### Exercise instructions
Rewrite the items below, from the line containing "(format x=341, y=121)" through the line containing "x=179, y=61", as a Markdown table with the columns Row and Line. Number each line and skip any blank lines.

** START OF Exercise materials **

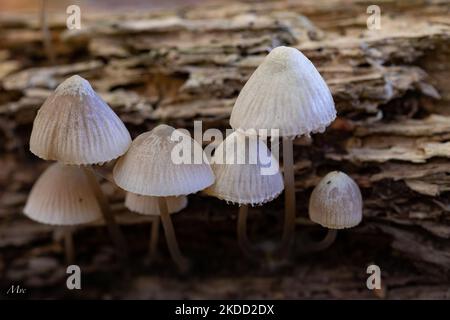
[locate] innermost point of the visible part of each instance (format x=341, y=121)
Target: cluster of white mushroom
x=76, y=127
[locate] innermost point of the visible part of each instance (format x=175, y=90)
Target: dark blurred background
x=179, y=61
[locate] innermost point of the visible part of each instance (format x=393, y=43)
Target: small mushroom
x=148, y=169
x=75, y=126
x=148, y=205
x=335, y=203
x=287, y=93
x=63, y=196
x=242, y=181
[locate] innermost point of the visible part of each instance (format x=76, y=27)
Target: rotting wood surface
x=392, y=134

** END OF Exercise materials **
** START OF Exercise materials **

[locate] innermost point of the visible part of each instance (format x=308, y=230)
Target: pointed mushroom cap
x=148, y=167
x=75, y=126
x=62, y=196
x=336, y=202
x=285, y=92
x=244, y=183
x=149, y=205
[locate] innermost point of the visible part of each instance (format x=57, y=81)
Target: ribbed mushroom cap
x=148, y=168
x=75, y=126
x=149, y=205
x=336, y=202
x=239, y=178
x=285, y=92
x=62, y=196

** END OF Exercise materials **
** START OF Exercise materials **

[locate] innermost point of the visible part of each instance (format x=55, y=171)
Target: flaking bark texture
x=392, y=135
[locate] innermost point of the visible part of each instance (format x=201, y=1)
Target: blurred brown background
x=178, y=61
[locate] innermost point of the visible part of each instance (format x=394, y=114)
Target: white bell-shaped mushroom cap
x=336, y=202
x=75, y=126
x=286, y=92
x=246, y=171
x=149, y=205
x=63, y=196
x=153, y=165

** END OF Exercise materials **

### Task answer
| Row | Line |
|---|---|
| 1 | [locate] innermost point of the visible part of each instance (format x=341, y=121) |
| 2 | Target: cluster of white mushroom |
| 3 | x=76, y=127 |
| 4 | [locate] innermost point of the visible part of each instance (format x=175, y=90) |
| 5 | Target: dark blurred background |
| 6 | x=179, y=61 |